§ Activity 1: List the three Old Testament passages that the text on crucifixion prophecies names as the focus of potential crucifixion prophecies.
§ Activity 2: In the text on crucifixion prophecies, reproduce everything from "Modern forensic medical" down to "agony and humiliation.".

§ Text under study:

----

Crucifixion Predicted in the Messiah Prophecies?
Often asked is the question of whether crucifixion was predicted in the prophecies. When Jesus of Nazareth was asked this question, he pointed to prophecies to be fulfilled by the Messiah.
Prophecies are seldom as clear as Micah’s Bethlehem prophecy predicting the Ruler of Israel would come from Bethlehem or Zechariah’s prophecy foretelling the King of Israel would come riding on the foal of a donkey. Some are delivered in perplexing, oracle-style prophecies often requiring knowledge of historical context, analogies or symbolisms, and intermingling the present and future.
Three parashahs or passages from the Old Testament, the Tenakh, are the focus of potential crucifixion prophecies – Psalms 22:1-24, Isaiah 52:13-53:12 and Zechariah 12:8-14. Historical and modern medical analysis are consistent with them.
Historical context that substantiates these prophecies first comes from Cicero, Rome’s most celebrated orator and lawyer. In a murder prosecution case, he described how a victim of a Roman crucifixion was first scourged, “exposed to torture and nailed on that cross;” it was “the most miserable and the most painful punishment appropriate to slaves alone.”
Jewish historian Josephus wrote several accounts about the terrors of crucifixion and how it became a commonplace means to kill Jews, convicted or innocent. Rescued victims did not even survive a crucifixion as attested by his own personal experience.
Modern forensic medical expert analysis of a crucifixion provides further context. The act of merely trying to take a breath added to the excruciating pain of being nailed to a cross by pulling at the nail wounds driven through nerves in the wrists while pushing up full body weight on nailed feet. Many of the crucifixion victims most likely died by asphyxiation. Add to that the psychological suffering from enduring scorn, humiliation, taunting and insults.
Psalms prophecies might include the well-known yet controversial, Psalms 22, depicting a man whose “bones [are] out of joint,” “heart has turned to wax,” “tongue sticks to the roof of my mouth,” and “they have pierced my hands and feet.” The parashah also describes the psychological torture of enduring agony and humiliation.
Zechariah 12:10 succinctly says the Messiah will be killed and “… they will mourn for him as one mourns for an only child, and grieve bitterly for him as one grieves for a firstborn son.” While both Judaism and Christianity have disagreements, even among themselves, on the exact meaning of the prophecy, they agree the Messiah would be killed by being “thrust through” or “pierced.” Gospel accounts describe Jesus being pierced by nails and thrust with a spear.
Isaiah chapters 52-53 parashah of “My Servant” describes the manner of death that is wholly consistent with a Roman crucifixion. His plight is depicted to have a physical “appearance was so disfigured beyond that of any man and his form marred beyond human likeness.” Graphically, the parashah describes the mental anguish of “My Servant” who experiences “suffering of his soul,” is “despised and rejected by men” and is considered “stricken by God, smitten by him, and afflicted.”
Hebrew word chalal in Isaiah 53:5 is one of those words that have multiple meanings, in this case, over 20 definitions and variations. The primary definition in a negative sense is “to profane, defile, pollute, desecrate” and in a positive sense, “begin.”

----

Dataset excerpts
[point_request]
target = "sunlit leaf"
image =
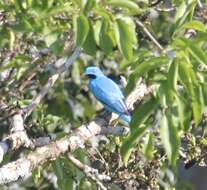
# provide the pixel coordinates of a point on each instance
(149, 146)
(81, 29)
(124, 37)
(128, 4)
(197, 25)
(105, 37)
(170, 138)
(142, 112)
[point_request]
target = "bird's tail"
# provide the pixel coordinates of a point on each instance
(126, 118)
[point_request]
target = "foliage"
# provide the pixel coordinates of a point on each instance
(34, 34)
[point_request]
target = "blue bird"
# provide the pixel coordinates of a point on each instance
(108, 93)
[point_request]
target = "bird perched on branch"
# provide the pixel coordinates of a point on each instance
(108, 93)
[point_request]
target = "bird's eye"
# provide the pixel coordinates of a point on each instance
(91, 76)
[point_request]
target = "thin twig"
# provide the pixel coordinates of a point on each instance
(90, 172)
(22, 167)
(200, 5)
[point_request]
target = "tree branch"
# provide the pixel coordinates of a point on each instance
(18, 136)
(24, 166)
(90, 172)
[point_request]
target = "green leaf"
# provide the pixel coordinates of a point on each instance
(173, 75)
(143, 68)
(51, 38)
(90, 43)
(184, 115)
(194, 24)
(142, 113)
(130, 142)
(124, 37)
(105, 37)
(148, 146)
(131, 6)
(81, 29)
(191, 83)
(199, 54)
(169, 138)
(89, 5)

----

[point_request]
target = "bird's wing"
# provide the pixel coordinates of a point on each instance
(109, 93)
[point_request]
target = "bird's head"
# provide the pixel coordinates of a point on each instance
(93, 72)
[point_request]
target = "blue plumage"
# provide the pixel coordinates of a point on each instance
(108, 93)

----

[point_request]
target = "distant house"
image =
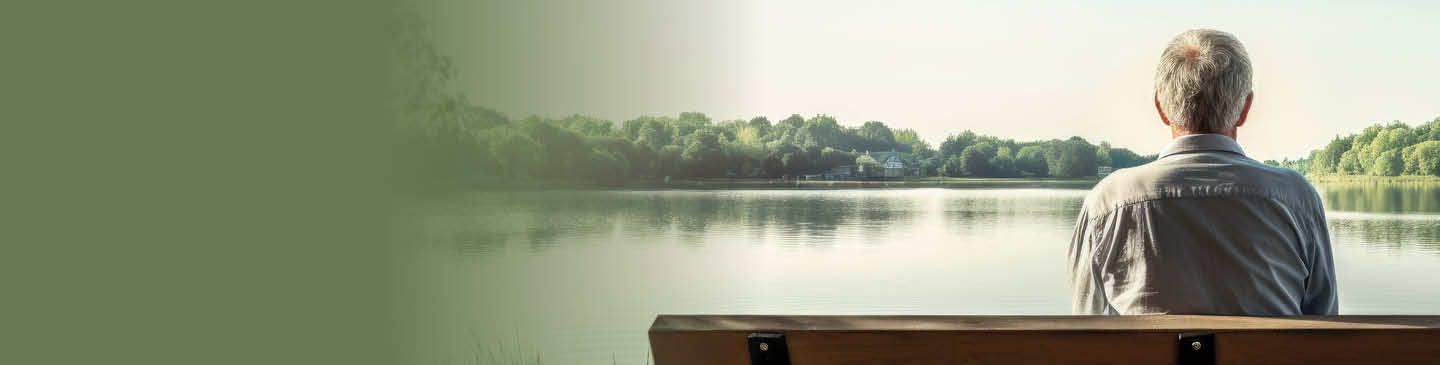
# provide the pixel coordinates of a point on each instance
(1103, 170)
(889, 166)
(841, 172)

----

§ Exercise output 1:
Psalms 22:1-24
Isaiah 52:13-53:12
Zechariah 12:8-14

§ Exercise output 2:
Modern forensic medical expert analysis of a crucifixion provides further context. The act of merely trying to take a breath added to the excruciating pain of being nailed to a cross by pulling at the nail wounds driven through nerves in the wrists while pushing up full body weight on nailed feet. Many of the crucifixion victims most likely died by asphyxiation. Add to that the psychological suffering from enduring scorn, humiliation, taunting and insults.
Psalms prophecies might include the well-known yet controversial, Psalms 22, depicting a man whose “bones [are] out of joint,” “heart has turned to wax,” “tongue sticks to the roof of my mouth,” and “they have pierced my hands and feet.” The parashah also describes the psychological torture of enduring agony and humiliation.